Source passage:
— begin —
You are viewing a plain text version of this content. The canonical link for it is here.

Posted to dev@couchdb.apache.org by Pepijn de Vos <pe...@yahoo.com> on 2011/09/09 15:37:45 UTC

[proposal] Update Handler Conflict Resolution

Hi,

Today I had a long and complicated discussion involving rnewson, jan____, me and muhqu.

I was falsely assuming Document Update Handlers did atomic updates. Truth is that they don't, but for most of my use cases could.

What currently happens is that the update handler gets executed with the latest rev of the requested doc. When the update is completed, it is committed, but when another update has meanwhile happened, a conflict arises and 409 is returned.

When I use update handlers, I mostly use idempotent functions. This means that it is safe for the update handler to retry on its own account, and in doing so, avoid a ton of latency and headaches.

Only, it turns out that programmatic updates are not the sole use for update handlers, so rnewson argued that it might destroy data.

Proposal 1:
Add an idempotent=true parameter to the handler, allowing it to retry on its own.

Proposal 2:
Add an update() function so the handler can handle conflicts in itself.

I cannot program Erlang. I think I might be able to work out option 1, but not 2. So if option 2 is desired, someone else will have to write it.

Pepijn

Re: [proposal] Update Handler Conflict Resolution

Posted by Pepijn de Vos <pe...@yahoo.com>.

Yes, I would imagine the update function tries to commit the result. Maybe update could itself return the new document?

I think rnewson or jan____ said there was already some sort of timeout in place.

Pepijn

On Sep 11, 2011, at 4:54 AM, Randall Leeds wrote:

> On Fri, Sep 9, 2011 at 06:37, Pepijn de Vos <pe...@yahoo.com> wrote:
> 
>> Hi,
>> 
>> Today I had a long and complicated discussion involving rnewson, jan____,
>> me and muhqu.
>> 
>> I was falsely assuming Document Update Handlers did atomic updates. Truth
>> is that they don't, but for most of my use cases could.
— end —
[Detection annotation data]
— begin —
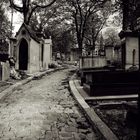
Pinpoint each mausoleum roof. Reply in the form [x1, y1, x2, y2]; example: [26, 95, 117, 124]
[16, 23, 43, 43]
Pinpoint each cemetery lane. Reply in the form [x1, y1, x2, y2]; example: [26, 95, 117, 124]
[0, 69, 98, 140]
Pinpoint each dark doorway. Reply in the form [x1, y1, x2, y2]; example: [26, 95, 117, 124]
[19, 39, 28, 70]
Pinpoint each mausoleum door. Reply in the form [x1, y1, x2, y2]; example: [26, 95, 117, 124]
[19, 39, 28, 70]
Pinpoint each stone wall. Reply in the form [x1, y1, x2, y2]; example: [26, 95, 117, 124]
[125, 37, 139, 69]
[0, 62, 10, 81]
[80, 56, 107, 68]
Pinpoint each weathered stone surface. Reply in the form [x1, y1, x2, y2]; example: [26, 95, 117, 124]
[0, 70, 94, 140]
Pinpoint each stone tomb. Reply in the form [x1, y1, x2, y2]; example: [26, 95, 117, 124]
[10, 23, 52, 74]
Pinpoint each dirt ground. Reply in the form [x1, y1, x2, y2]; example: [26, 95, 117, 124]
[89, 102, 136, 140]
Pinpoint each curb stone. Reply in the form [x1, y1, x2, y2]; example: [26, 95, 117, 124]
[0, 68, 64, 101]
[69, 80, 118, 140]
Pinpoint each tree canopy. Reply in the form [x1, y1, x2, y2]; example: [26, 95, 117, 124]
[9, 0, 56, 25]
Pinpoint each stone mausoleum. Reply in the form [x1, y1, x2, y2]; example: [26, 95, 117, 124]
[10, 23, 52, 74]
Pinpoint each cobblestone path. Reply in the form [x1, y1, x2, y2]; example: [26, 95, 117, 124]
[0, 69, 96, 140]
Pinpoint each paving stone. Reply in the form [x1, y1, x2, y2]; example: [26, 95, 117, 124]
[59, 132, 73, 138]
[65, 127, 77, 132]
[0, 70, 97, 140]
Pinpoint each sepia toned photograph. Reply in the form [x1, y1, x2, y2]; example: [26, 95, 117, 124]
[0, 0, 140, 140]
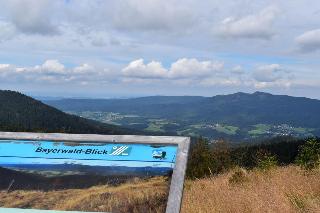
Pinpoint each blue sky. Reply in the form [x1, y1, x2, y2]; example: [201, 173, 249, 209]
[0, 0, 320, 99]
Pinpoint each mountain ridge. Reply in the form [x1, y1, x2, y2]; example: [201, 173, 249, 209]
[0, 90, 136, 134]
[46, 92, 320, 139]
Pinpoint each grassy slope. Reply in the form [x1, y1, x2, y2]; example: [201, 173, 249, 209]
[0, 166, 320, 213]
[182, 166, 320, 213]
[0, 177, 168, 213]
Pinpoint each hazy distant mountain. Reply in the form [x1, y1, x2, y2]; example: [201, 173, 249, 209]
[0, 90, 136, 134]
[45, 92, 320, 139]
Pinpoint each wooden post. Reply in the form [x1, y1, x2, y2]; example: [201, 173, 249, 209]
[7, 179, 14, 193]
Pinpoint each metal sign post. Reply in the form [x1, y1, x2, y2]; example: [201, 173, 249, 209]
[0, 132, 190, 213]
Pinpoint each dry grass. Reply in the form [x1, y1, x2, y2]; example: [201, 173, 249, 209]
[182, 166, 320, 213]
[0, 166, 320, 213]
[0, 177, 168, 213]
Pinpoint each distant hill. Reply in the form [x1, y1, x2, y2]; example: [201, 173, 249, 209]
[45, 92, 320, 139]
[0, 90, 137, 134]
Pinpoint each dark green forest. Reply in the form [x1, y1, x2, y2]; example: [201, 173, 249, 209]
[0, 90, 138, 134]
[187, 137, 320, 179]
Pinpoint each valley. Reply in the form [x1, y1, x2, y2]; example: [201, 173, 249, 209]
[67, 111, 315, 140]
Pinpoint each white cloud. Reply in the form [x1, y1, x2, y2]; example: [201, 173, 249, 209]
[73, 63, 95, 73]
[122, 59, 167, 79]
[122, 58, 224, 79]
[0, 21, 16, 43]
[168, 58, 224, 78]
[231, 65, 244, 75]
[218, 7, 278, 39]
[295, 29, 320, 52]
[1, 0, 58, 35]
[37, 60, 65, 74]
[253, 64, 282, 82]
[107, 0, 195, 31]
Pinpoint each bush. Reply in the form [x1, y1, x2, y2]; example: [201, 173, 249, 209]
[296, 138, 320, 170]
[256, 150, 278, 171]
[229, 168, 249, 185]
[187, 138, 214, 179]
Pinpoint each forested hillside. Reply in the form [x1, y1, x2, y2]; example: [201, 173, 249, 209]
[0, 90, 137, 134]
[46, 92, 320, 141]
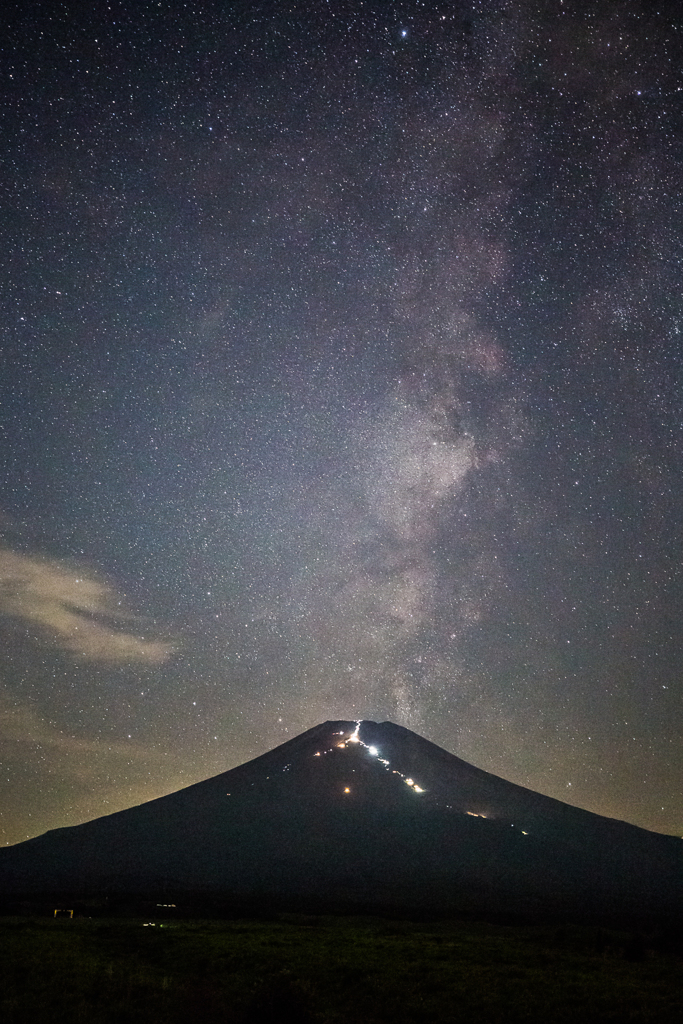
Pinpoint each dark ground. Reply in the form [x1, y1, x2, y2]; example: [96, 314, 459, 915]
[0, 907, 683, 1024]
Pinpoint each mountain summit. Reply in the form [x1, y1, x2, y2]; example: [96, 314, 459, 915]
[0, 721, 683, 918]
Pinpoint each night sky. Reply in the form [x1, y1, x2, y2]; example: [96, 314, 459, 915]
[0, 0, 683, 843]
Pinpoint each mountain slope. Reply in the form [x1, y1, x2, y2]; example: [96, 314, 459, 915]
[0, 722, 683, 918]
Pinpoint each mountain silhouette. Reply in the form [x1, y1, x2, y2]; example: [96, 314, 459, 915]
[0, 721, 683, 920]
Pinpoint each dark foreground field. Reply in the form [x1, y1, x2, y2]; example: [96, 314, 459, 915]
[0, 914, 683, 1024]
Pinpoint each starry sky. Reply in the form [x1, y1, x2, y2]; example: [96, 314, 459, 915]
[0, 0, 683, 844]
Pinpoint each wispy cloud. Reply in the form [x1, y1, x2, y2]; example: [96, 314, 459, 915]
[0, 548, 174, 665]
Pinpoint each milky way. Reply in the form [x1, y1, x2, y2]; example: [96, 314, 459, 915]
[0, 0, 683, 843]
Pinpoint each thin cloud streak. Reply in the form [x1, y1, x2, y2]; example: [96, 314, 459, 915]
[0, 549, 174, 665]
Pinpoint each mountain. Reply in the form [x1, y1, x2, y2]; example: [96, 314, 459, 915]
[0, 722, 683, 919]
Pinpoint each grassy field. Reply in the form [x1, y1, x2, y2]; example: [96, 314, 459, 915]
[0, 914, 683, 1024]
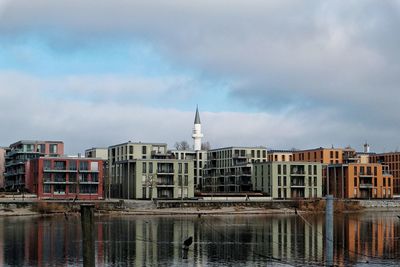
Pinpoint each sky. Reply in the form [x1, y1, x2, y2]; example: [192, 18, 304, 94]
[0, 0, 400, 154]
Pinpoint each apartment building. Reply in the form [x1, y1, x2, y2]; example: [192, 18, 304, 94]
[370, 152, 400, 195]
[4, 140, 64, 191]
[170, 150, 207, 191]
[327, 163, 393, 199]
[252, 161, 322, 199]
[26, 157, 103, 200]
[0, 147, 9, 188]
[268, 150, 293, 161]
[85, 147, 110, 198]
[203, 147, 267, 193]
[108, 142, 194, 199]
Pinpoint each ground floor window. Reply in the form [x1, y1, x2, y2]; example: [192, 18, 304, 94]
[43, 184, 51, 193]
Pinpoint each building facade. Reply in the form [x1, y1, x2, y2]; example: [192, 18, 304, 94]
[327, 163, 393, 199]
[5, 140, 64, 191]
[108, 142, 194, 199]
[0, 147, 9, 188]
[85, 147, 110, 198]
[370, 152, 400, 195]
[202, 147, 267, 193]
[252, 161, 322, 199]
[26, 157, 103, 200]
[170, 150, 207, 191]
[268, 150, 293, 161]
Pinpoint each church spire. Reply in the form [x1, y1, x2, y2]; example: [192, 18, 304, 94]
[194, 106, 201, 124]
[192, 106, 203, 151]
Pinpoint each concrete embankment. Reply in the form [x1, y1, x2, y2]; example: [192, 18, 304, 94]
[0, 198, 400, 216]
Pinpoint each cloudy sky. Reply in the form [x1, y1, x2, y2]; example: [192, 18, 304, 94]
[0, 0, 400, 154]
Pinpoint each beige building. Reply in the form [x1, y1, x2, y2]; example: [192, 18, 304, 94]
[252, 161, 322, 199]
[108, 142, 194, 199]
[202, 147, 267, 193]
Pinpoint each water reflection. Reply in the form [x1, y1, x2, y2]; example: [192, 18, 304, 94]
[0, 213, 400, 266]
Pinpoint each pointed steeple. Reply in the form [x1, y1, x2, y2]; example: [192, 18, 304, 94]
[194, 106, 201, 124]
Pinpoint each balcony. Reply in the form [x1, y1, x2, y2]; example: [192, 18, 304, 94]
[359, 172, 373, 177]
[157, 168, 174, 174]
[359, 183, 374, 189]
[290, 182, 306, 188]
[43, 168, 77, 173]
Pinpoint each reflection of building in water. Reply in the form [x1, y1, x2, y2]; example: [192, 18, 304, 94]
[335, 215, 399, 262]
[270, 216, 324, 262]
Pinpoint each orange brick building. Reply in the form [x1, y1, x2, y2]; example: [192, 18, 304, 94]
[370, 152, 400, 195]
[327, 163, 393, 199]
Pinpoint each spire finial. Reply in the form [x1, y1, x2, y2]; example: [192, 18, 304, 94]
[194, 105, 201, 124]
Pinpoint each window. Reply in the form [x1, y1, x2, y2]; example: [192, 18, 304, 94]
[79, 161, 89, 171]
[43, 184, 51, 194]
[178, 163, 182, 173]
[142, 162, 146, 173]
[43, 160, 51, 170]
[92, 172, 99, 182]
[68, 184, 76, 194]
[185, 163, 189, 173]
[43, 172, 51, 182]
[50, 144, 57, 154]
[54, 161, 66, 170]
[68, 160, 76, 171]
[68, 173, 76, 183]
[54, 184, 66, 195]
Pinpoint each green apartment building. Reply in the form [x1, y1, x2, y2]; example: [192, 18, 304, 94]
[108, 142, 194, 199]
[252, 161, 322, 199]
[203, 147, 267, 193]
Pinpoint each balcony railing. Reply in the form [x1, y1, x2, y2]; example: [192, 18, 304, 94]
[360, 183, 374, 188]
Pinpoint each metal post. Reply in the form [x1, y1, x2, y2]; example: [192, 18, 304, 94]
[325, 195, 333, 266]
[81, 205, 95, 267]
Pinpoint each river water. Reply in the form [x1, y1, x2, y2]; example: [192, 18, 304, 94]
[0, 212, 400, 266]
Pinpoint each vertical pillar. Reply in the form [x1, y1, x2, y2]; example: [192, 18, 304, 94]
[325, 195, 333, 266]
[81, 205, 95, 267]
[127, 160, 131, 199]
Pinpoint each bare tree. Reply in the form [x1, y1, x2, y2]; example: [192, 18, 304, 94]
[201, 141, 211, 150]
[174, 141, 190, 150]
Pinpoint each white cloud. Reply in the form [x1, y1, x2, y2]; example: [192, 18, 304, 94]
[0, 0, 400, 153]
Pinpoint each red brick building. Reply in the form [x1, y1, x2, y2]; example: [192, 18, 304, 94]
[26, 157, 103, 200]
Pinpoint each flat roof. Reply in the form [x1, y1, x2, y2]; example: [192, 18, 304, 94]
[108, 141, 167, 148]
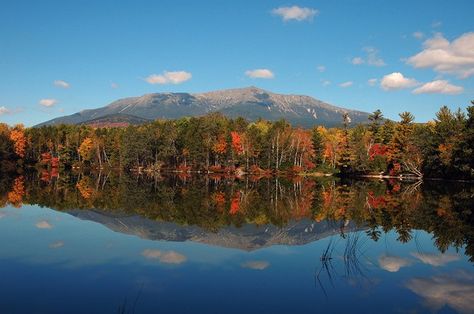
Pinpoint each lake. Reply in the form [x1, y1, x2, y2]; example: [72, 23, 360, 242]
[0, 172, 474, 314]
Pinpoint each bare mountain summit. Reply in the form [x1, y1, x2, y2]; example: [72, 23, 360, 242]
— end —
Tasks for this exercise:
**A.** Reproduce word for word the part of the update handler thread above that runs from "Posted to dev@couchdb.apache.org" down to "jan____, me and muhqu.".
**B.** In the update handler thread above, the sentence beginning "Today I had a long and complicated discussion" names the people in that discussion. List every name it gives for someone other than the writer.
**C.** Translate this sentence from the update handler thread into Spanish: "When I use update handlers, I mostly use idempotent functions."

Full solutions:
**A.**
Posted to dev@couchdb.apache.org by Pepijn de Vos <pe...@yahoo.com> on 2011/09/09 15:37:45 UTC

[proposal] Update Handler Conflict Resolution

Hi,

Today I had a long and complicated discussion involving rnewson, jan____, me and muhqu.

**B.**
rnewson
jan____
muhqu

**C.** Cuando uso manejadores de actualización, utilizo sobre todo funciones idempotentes.